What this task involves: Reproduce verbatim the records from the line containing "t-shirt in this photo." through the end of the records, omitting the pictures.

## begin Exercise inputs

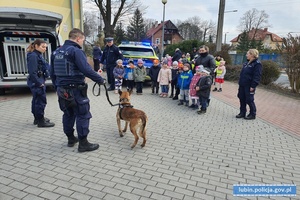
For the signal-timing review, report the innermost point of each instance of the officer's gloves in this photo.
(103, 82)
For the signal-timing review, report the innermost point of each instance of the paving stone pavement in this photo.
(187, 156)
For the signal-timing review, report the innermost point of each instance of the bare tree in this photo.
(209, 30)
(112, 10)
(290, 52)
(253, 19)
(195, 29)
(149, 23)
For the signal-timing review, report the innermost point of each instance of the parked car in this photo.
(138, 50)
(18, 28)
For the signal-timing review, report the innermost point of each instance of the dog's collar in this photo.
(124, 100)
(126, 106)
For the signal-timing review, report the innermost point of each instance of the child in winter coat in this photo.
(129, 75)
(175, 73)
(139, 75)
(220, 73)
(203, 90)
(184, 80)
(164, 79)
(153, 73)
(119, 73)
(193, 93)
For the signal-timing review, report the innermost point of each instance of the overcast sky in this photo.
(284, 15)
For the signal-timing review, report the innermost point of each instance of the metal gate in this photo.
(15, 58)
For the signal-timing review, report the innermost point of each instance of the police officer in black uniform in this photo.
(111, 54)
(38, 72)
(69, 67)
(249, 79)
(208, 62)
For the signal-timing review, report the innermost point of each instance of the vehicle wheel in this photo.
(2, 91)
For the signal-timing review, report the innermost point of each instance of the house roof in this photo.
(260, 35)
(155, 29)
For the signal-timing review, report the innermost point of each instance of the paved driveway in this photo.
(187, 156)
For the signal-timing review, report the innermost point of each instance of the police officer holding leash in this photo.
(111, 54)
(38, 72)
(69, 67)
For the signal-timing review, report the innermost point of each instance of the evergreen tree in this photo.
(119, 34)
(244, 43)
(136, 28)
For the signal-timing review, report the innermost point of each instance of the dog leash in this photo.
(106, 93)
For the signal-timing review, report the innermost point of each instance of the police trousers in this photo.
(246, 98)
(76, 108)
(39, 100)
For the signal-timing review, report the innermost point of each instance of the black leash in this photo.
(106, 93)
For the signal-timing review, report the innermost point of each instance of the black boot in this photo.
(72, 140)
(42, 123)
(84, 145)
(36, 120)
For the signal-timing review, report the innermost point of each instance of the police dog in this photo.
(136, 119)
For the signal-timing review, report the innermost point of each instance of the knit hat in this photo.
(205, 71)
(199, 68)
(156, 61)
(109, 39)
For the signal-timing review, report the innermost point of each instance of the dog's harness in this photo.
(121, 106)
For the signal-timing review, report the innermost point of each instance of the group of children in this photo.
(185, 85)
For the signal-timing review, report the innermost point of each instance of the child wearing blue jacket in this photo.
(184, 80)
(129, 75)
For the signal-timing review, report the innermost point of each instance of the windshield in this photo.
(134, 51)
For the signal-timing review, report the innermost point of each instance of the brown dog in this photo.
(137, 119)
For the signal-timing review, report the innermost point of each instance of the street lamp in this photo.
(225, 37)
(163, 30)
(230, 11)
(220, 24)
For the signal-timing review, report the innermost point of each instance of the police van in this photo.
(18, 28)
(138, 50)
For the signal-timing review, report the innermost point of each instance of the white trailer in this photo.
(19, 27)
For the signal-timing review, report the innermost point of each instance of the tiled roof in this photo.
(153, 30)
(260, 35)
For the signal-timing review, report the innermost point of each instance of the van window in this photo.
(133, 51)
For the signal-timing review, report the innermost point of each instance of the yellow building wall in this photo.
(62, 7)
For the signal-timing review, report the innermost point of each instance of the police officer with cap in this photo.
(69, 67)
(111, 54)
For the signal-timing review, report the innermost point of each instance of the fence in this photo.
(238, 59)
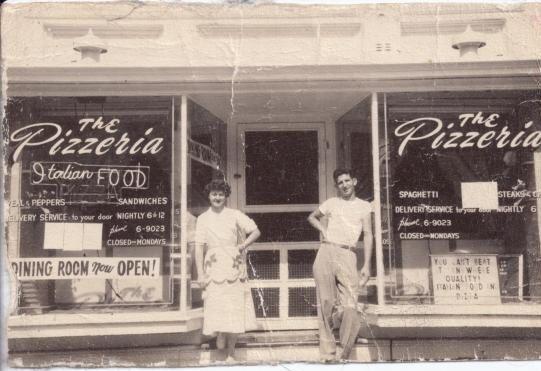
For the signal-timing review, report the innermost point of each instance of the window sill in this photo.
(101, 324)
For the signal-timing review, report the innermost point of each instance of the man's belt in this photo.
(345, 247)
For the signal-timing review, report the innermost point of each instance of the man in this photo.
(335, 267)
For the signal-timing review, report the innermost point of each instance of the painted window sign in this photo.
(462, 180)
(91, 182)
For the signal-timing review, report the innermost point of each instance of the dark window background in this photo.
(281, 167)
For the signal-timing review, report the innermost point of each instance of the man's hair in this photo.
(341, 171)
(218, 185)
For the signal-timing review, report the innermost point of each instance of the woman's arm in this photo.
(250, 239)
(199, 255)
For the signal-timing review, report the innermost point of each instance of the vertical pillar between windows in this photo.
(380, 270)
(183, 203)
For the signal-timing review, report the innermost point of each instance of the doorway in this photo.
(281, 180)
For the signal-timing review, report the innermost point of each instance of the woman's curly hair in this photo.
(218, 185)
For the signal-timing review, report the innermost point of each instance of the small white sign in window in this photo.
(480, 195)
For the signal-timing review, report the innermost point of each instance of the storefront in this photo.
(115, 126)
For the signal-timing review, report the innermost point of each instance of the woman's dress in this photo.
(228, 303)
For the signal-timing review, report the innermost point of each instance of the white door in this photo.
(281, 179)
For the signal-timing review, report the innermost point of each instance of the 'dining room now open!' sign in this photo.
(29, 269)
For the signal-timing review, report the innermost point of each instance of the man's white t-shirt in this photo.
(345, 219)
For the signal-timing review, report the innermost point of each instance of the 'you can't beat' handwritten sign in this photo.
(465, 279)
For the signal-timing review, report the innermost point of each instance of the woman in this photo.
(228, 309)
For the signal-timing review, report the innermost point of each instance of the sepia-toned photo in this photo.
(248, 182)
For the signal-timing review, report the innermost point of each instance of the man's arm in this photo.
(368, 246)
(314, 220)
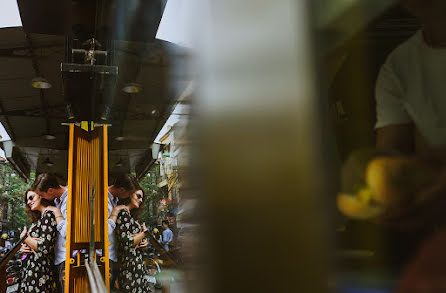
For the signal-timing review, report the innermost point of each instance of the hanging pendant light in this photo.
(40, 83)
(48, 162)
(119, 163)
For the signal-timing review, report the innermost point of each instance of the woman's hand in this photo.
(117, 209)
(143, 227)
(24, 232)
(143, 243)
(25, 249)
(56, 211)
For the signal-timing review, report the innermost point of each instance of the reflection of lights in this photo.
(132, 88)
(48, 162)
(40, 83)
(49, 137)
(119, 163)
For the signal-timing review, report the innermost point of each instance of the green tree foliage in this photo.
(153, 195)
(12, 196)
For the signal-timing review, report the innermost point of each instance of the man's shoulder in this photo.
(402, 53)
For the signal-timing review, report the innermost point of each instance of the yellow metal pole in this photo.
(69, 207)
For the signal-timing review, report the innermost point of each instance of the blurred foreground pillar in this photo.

## end Exercise inputs

Full answer:
For the signal-timing review, report the innermost point of each instance of the man's white t-shirt in this photo.
(345, 219)
For the signal-timing review, report the innermost point of each instance of the 'you can't beat' handwritten sign in this photo.
(465, 279)
For the signal-timing review, report the innermost point of each instance of the woman in this photo.
(228, 309)
For the signal-timing review, report the innermost point of each instance of the sepia-toned photo in this photo.
(248, 182)
For the signal-timing review, report the innermost point of each instance of the man's arm in this photo.
(368, 246)
(314, 220)
For the signal-timing review, report the innermost point of each instance of the hanging pendant light in this photo.
(40, 83)
(48, 162)
(119, 163)
For the signal-timing review, report the innermost point of each instance of the woman's hand in this photo.
(117, 209)
(143, 227)
(24, 232)
(143, 243)
(25, 249)
(56, 211)
For the signal-timing review, report the innermost point of each instance of the reflection of lights in this photo.
(132, 88)
(48, 162)
(40, 83)
(49, 137)
(119, 163)
For the signal-timing review, report the innermost point of each instance of the green tree foliage in this photo.
(153, 195)
(12, 196)
For the signal-timing review, report the innermost point of each instance of the man's shoulder in this photo.
(402, 53)
For the signal-timing review, report the innermost point of each instance of the yellow metal pole in this photo.
(69, 207)
For the signal-timing review, report the innermost point of each instance of the blurred foreground pillar in this photo.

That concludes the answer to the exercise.